- 引文
****************************************

美文网首页
SQL面试经典50题

SQL面试经典50题

作者: 猴小白 | 来源:发表于2019-07-14 22:38 被阅读0次

    SQL语句的执行顺序:



    创建school数据库

    create database school;
    use school;
    

    创建四张表

    create table student(
        s_id varchar(10),
        s_name varchar(20),
        s_age date,
        s_sex varchar(10)
    );
    
    create table course(
        c_id varchar(10),
        c_name varchar(20),
        t_id varchar(10)
    );
    
    
    create table teacher (
    t_id varchar(10),
    t_name varchar(20)
    );
    
    create table score (
        s_id varchar(10),
        c_id varchar(10),
        score varchar(10)
    );
    

    往表里插值

    insert into student (s_id, s_name, s_age, s_sex)
    values  ('01' , '赵雷' , '1990-01-01' , '男'),
            ('02' , '钱电' , '1990-12-21' , '男'),
            ('03' , '孙风' , '1990-05-20' , '男'),
            ('04' , '李云' , '1990-08-06' , '男'),
            ('05' , '周梅' , '1991-12-01' , '女'),
            ('06' , '吴兰' , '1992-03-01' , '女'),
            ('07' , '郑竹' , '1989-07-01' , '女'),
            ('08' , '王菊' , '1990-01-20' , '女');
    
    insert into course (c_id, c_name, t_id)
    values  ('01' , '语文' , '02'),
            ('02' , '数学' , '01'),
            ('03' , '英语' , '03');
    
    insert into teacher (t_id, t_name)

****************************************

- 书面指令 A
根据上面这篇SQL面试题文章回答:
(i) 文中创建的数据库叫什么名字?
(ii) 在 course 表中,c_id 为 '02' 的课程名称是什么?
(iii) 学生“周梅”的 s_age 字段插入的值是什么?

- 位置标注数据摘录
****************************************

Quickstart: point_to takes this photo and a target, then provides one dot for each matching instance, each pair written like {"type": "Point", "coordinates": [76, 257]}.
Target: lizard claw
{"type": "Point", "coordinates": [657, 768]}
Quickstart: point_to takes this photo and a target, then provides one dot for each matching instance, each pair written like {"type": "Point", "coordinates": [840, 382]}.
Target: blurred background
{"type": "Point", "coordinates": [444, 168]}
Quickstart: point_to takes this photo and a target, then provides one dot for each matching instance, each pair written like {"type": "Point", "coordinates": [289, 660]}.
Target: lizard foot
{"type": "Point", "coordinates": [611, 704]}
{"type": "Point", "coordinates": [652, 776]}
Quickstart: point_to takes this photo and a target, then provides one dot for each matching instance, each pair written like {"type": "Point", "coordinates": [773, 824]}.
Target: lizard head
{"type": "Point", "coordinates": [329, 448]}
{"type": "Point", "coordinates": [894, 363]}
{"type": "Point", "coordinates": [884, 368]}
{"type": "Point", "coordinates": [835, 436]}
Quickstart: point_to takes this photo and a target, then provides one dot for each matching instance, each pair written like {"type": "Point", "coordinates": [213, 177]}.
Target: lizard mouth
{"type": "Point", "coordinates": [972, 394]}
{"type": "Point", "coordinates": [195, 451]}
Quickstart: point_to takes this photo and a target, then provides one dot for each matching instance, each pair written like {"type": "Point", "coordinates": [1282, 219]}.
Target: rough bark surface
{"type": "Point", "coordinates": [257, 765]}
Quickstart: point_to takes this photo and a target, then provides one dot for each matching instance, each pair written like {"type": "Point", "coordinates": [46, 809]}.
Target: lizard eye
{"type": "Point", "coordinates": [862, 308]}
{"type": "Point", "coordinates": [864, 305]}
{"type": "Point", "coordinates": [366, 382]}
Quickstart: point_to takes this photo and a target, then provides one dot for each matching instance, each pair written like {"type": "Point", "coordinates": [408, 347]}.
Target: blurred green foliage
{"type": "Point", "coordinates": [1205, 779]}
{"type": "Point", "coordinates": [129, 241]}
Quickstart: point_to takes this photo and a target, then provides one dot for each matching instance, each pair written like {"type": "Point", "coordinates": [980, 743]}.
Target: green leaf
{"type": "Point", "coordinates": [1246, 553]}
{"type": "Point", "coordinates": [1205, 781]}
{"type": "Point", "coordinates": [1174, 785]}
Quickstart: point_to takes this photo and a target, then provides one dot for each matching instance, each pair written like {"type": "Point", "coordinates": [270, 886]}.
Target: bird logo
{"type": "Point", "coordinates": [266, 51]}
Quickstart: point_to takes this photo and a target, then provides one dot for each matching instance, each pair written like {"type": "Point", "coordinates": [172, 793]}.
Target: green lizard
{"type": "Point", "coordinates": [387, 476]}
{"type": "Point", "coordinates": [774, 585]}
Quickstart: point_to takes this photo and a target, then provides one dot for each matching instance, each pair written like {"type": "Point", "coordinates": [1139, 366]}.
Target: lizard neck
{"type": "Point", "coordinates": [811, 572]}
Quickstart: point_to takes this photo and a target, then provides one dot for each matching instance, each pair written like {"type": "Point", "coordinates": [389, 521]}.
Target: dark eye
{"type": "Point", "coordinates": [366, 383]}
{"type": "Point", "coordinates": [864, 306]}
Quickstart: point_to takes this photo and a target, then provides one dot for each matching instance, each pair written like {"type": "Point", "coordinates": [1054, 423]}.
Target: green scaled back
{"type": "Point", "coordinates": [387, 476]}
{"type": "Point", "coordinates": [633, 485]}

****************************************

- 书面指令 B
统计上面的条目中有多少行含有字符串“green”,只写出数字。

- 解答 A
(i) school
(ii) 数学
(iii) 1991-12-01

- 解答 B
4